== GOAL OF THE EXERCISE ==
Starting at the line that contains "If you would be willing to mark the seagull", restate each line word for word through the final line of the data, keeping both ends.

# start of STORED ROWS

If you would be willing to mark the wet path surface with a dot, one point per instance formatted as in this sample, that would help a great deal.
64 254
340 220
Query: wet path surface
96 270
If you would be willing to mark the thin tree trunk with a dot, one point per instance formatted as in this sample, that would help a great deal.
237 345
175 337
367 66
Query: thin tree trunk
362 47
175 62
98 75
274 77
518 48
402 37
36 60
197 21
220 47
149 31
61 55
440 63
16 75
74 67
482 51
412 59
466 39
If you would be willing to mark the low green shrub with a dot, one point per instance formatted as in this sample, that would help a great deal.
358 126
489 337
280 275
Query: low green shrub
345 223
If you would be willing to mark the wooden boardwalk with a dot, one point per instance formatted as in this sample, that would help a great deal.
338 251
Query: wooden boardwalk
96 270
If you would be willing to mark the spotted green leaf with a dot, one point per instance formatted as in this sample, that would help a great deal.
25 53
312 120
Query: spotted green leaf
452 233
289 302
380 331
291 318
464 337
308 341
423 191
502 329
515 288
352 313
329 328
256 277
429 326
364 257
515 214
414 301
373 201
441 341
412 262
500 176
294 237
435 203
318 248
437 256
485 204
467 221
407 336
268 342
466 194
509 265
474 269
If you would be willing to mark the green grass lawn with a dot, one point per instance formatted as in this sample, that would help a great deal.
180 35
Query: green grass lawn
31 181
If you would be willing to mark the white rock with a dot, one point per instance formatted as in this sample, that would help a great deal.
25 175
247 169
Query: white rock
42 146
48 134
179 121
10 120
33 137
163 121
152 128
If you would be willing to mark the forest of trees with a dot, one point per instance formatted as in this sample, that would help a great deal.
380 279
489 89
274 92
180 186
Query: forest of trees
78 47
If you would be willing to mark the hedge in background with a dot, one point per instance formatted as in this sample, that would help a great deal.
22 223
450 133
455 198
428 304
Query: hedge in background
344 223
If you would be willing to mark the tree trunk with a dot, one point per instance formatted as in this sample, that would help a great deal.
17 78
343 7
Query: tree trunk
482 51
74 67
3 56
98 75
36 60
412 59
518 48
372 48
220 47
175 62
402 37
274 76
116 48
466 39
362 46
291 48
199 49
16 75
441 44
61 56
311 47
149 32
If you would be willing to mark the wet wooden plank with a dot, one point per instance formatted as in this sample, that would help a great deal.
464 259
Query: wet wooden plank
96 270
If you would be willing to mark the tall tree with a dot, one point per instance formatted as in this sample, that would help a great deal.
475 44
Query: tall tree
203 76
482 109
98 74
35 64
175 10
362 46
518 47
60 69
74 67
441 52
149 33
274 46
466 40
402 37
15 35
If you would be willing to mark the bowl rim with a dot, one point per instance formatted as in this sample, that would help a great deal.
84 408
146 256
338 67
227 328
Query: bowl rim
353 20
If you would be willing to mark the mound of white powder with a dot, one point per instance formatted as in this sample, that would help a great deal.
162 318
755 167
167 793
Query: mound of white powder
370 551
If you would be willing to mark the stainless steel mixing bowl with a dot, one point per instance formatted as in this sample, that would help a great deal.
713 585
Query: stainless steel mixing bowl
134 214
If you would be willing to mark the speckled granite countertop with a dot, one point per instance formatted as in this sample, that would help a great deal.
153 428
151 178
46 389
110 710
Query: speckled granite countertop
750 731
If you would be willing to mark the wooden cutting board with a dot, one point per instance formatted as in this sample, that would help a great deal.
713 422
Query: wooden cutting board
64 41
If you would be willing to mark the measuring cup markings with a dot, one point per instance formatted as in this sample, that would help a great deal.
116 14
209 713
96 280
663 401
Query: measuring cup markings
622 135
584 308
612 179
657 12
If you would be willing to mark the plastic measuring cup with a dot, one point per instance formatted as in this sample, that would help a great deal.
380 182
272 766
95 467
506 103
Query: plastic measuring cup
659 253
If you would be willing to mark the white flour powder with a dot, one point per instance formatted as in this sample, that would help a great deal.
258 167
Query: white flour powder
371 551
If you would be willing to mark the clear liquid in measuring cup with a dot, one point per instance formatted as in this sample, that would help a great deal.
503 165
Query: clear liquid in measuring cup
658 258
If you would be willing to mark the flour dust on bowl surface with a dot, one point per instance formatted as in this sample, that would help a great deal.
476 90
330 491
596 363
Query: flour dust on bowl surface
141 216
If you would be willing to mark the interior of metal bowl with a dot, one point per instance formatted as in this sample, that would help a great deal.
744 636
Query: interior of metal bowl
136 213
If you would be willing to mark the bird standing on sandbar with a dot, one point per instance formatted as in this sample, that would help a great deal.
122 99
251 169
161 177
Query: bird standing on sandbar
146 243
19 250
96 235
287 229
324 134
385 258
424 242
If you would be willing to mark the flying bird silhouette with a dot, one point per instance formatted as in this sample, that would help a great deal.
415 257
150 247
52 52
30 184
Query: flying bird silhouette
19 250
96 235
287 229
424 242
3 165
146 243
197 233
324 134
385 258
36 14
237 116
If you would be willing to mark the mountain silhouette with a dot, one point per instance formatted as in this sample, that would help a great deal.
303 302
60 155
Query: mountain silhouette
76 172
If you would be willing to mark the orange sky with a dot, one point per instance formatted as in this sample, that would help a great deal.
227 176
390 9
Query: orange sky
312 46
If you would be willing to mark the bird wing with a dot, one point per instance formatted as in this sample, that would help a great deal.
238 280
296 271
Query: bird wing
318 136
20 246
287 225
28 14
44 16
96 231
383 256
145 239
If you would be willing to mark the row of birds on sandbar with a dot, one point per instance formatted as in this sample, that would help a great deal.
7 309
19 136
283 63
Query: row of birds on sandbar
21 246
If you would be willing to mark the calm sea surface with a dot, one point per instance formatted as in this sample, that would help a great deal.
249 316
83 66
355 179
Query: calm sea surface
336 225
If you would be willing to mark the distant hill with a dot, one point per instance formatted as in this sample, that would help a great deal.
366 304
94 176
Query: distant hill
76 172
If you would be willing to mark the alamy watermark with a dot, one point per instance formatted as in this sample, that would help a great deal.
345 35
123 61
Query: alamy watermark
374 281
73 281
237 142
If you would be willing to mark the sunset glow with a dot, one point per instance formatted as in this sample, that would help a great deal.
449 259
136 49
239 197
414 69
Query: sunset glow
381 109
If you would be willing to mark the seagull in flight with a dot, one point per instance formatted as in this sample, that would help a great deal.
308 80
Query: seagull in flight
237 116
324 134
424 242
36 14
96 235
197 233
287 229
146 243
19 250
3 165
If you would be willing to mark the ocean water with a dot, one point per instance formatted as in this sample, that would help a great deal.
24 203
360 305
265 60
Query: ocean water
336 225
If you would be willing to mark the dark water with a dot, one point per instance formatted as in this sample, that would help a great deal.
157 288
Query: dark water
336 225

# end of STORED ROWS

== PROBLEM SOLUTION ==
If you would be willing to mark the seagull in flight with a dot, one point per instance formatted as in this sample, that would help a great deal.
308 80
Query: seagull in flight
237 116
324 134
424 242
36 14
96 235
197 233
287 229
146 243
19 250
3 165
If you would be willing to mark the ocean water with a dot, one point per instance formatted as in this sample, that would help a great deal.
24 203
360 305
265 60
Query: ocean water
336 225
If you would be willing to mark the dark water with a dot, one point per instance formatted as in this sample, that would help a great deal.
157 288
Query: dark water
336 225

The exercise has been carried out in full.